Provided data
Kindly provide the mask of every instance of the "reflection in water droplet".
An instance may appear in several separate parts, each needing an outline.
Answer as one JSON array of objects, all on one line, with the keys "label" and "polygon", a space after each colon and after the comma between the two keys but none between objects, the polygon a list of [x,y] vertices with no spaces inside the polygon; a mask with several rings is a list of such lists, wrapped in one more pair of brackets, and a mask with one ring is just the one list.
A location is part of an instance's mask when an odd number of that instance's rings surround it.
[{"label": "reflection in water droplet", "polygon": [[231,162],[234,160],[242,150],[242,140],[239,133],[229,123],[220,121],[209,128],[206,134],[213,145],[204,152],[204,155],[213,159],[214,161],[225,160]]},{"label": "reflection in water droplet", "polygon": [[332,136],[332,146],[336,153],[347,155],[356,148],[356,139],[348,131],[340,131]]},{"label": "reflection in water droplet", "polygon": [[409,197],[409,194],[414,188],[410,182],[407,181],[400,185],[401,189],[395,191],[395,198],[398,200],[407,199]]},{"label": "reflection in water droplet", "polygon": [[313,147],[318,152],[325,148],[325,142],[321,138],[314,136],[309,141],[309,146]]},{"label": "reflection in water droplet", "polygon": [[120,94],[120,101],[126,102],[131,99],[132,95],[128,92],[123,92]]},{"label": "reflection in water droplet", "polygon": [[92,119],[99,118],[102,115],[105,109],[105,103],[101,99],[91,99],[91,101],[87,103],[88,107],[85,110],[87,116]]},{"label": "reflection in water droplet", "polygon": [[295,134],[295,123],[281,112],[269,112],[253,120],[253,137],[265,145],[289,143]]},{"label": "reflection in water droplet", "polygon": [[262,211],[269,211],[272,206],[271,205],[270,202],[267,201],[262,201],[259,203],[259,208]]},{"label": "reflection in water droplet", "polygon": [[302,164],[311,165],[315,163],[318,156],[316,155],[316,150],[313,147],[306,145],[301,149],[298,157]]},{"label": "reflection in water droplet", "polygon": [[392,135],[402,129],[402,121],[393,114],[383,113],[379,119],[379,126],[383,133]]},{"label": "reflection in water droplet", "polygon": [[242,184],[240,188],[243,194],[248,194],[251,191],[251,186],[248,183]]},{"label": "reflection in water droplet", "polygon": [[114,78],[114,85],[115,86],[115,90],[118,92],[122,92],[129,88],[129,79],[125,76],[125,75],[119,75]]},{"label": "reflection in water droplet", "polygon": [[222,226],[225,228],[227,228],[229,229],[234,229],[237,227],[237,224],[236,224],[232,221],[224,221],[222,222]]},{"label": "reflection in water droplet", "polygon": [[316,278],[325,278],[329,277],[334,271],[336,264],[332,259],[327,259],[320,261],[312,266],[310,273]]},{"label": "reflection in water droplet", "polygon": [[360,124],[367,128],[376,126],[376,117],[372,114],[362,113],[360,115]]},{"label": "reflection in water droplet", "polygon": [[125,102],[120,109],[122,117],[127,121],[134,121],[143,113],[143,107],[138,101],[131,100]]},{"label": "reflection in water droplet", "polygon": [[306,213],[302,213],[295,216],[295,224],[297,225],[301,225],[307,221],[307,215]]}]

Job
Rewrite everything from the start of the entries down to the line containing "An instance may" as a Markdown table with the columns Row and Line, numbering each row and leaving out blank lines.

Result for this exercise
| Row | Line |
|---|---|
| 1 | Kindly provide the mask of every instance of the "reflection in water droplet". |
| 2 | An instance may appear in several separate parts, each needing an outline. |